Output all of the data below line for line, without any changes, and leave the pictures out of your output.

(Dataset items)
— BEGIN —
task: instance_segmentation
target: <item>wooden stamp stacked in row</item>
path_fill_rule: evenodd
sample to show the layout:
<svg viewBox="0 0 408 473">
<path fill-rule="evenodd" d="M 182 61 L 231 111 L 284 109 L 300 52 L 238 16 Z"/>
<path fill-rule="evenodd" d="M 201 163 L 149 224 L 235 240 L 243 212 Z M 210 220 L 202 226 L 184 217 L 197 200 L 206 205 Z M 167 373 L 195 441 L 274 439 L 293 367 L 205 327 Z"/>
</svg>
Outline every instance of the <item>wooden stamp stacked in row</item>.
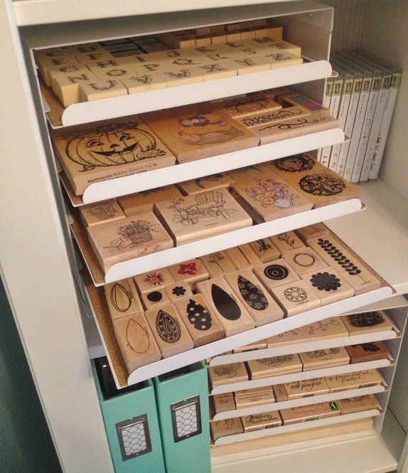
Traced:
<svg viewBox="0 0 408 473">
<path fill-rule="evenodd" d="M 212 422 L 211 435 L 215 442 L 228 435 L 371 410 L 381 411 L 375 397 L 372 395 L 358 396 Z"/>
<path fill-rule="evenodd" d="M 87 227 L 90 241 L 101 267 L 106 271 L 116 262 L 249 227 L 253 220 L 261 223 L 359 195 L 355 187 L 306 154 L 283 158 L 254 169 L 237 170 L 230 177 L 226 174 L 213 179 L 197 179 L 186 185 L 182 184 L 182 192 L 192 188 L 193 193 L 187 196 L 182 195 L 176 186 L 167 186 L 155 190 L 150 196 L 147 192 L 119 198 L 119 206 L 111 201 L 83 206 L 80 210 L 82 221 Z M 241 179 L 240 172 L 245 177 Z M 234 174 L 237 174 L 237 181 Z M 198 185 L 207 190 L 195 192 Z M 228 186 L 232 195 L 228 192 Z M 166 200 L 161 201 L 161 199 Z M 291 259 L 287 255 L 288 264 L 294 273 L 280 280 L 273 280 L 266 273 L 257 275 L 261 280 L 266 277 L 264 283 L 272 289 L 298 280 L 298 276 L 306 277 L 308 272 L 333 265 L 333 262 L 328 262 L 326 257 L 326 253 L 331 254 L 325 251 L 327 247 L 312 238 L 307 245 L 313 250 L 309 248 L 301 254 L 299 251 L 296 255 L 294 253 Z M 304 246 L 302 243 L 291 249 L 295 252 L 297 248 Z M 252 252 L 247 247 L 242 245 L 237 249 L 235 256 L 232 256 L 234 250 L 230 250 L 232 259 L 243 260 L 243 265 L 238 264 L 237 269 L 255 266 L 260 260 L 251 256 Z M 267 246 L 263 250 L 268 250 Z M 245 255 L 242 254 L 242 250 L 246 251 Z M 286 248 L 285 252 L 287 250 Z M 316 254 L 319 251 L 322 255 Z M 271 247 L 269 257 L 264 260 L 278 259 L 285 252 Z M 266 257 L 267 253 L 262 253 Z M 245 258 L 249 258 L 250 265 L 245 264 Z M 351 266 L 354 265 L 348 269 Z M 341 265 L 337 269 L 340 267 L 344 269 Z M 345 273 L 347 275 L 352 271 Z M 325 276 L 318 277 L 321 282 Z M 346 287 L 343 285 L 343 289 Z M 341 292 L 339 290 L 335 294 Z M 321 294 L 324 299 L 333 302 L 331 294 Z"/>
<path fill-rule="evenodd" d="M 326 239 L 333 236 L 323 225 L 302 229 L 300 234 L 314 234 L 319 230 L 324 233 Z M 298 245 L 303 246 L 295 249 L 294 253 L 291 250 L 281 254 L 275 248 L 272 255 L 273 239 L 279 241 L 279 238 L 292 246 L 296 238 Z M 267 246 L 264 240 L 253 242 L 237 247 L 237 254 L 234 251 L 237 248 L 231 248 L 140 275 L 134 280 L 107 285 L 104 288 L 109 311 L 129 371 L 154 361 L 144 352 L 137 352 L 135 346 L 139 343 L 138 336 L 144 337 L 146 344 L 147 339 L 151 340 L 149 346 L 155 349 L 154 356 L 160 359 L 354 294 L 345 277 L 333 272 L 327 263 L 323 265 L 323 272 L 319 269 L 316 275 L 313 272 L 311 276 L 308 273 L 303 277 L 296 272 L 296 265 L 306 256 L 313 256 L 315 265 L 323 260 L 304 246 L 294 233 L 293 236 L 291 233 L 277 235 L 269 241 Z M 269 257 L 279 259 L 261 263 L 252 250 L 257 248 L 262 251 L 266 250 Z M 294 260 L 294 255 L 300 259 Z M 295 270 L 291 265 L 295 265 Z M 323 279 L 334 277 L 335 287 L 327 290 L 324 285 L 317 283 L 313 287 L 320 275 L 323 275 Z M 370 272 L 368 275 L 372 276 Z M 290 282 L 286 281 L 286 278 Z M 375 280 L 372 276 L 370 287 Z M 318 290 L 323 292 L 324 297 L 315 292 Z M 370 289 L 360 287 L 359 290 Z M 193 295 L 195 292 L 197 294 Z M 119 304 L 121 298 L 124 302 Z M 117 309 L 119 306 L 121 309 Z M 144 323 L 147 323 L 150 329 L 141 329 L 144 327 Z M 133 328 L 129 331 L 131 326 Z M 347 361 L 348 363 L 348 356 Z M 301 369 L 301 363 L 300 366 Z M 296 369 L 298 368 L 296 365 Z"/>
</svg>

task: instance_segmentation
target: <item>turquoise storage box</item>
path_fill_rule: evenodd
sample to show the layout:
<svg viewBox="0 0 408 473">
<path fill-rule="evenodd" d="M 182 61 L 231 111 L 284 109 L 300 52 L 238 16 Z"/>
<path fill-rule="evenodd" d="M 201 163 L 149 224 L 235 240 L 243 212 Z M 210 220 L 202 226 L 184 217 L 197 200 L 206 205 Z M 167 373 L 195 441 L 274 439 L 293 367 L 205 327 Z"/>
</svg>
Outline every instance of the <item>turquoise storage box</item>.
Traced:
— END —
Response below =
task: instance_segmentation
target: <item>wooden stamp stacked in row</item>
path_fill_rule: evenodd
sample to show the layout:
<svg viewBox="0 0 408 473">
<path fill-rule="evenodd" d="M 182 61 L 231 111 L 284 109 L 300 52 L 238 16 Z"/>
<path fill-rule="evenodd" d="M 201 163 L 149 224 L 235 240 L 243 212 Z M 210 220 L 202 226 L 184 217 L 197 200 L 206 205 Z M 167 373 L 195 441 L 274 439 L 293 367 L 205 327 Z"/>
</svg>
Outline every instance of the <item>wooden stamp stacked in row</item>.
Traced:
<svg viewBox="0 0 408 473">
<path fill-rule="evenodd" d="M 212 422 L 211 435 L 215 442 L 228 435 L 371 410 L 381 411 L 375 397 L 372 395 L 358 396 Z"/>
<path fill-rule="evenodd" d="M 87 227 L 90 241 L 101 267 L 106 271 L 116 262 L 249 227 L 253 220 L 261 223 L 359 195 L 355 187 L 306 154 L 283 158 L 254 169 L 237 170 L 230 177 L 226 174 L 213 179 L 197 179 L 186 185 L 182 184 L 182 192 L 192 188 L 193 193 L 187 196 L 182 195 L 176 186 L 167 186 L 155 190 L 150 196 L 147 192 L 119 198 L 119 206 L 111 201 L 83 206 L 80 210 L 82 221 Z M 241 179 L 240 172 L 245 177 Z M 234 174 L 237 174 L 237 181 Z M 198 185 L 207 190 L 195 192 Z M 228 186 L 232 195 L 228 192 Z M 166 200 L 161 201 L 161 199 Z M 291 259 L 287 255 L 288 264 L 294 273 L 280 280 L 273 280 L 266 273 L 257 275 L 261 280 L 266 277 L 264 283 L 272 289 L 298 280 L 298 276 L 306 277 L 308 272 L 333 265 L 333 262 L 328 262 L 326 257 L 326 253 L 331 254 L 325 251 L 327 247 L 312 238 L 307 245 L 313 250 L 309 248 L 301 254 L 299 251 L 296 255 L 294 253 Z M 304 246 L 302 243 L 291 249 L 295 252 L 297 248 Z M 252 252 L 247 247 L 242 245 L 237 249 L 235 256 L 232 256 L 234 250 L 230 250 L 232 259 L 243 260 L 243 265 L 238 264 L 237 269 L 255 266 L 260 260 L 251 256 Z M 267 246 L 263 250 L 268 250 Z M 245 255 L 242 254 L 242 250 L 246 251 Z M 286 248 L 285 252 L 287 250 Z M 316 254 L 319 251 L 322 255 Z M 271 247 L 269 257 L 264 260 L 278 259 L 285 252 Z M 266 257 L 267 253 L 262 253 Z M 245 258 L 249 258 L 250 265 L 245 264 Z M 351 266 L 354 265 L 348 269 Z M 341 265 L 337 269 L 340 267 L 344 269 Z M 345 273 L 347 275 L 352 271 Z M 325 276 L 318 277 L 321 282 Z M 346 287 L 343 285 L 343 289 Z M 341 292 L 339 290 L 335 294 Z M 321 294 L 324 299 L 333 302 L 331 294 Z"/>
<path fill-rule="evenodd" d="M 326 239 L 333 236 L 323 225 L 302 229 L 300 234 L 314 234 L 319 230 L 324 233 Z M 298 245 L 303 246 L 295 249 L 294 253 L 291 250 L 281 254 L 275 248 L 272 255 L 273 239 L 279 241 L 279 238 L 292 246 L 296 238 Z M 267 246 L 264 240 L 253 242 L 237 247 L 237 254 L 234 251 L 237 248 L 231 248 L 140 275 L 134 280 L 107 285 L 104 288 L 109 311 L 129 371 L 154 361 L 144 352 L 137 352 L 135 346 L 139 343 L 138 336 L 144 337 L 146 344 L 147 339 L 151 340 L 149 346 L 155 349 L 154 356 L 160 359 L 354 294 L 345 277 L 333 272 L 327 263 L 323 265 L 323 272 L 319 269 L 316 275 L 313 272 L 311 276 L 308 273 L 303 277 L 296 272 L 296 265 L 306 256 L 313 256 L 315 265 L 323 260 L 304 246 L 294 233 L 293 236 L 291 233 L 277 235 L 269 241 Z M 269 257 L 279 259 L 261 263 L 252 250 L 257 248 L 262 251 L 266 250 Z M 294 260 L 294 255 L 300 259 Z M 295 270 L 291 265 L 295 265 Z M 323 279 L 334 277 L 335 287 L 327 290 L 324 285 L 317 283 L 313 287 L 320 275 L 323 275 Z M 370 272 L 368 275 L 372 276 Z M 290 282 L 286 281 L 286 278 Z M 375 280 L 372 276 L 370 287 Z M 318 290 L 323 292 L 324 297 L 315 292 Z M 370 289 L 360 287 L 359 290 Z M 193 295 L 195 292 L 197 294 Z M 119 304 L 121 298 L 124 302 Z M 117 309 L 119 306 L 121 309 Z M 144 323 L 147 323 L 150 329 L 141 329 L 144 327 Z M 133 328 L 129 331 L 131 326 Z M 347 361 L 348 363 L 348 356 Z M 301 369 L 301 363 L 300 366 Z M 296 369 L 298 368 L 296 365 Z"/>
</svg>

task: instance_segmentation
target: <item>turquoise storage box</item>
path_fill_rule: evenodd
sample to show the layout:
<svg viewBox="0 0 408 473">
<path fill-rule="evenodd" d="M 182 61 L 231 111 L 284 109 L 300 52 L 238 16 Z"/>
<path fill-rule="evenodd" d="M 201 163 L 149 224 L 235 240 L 243 212 Z M 210 220 L 202 226 L 184 217 L 197 200 L 206 205 Z M 167 373 L 195 441 L 274 439 L 293 367 L 205 327 Z"/>
</svg>
Outline every instance of the <item>turquoise storage box</item>.
Traced:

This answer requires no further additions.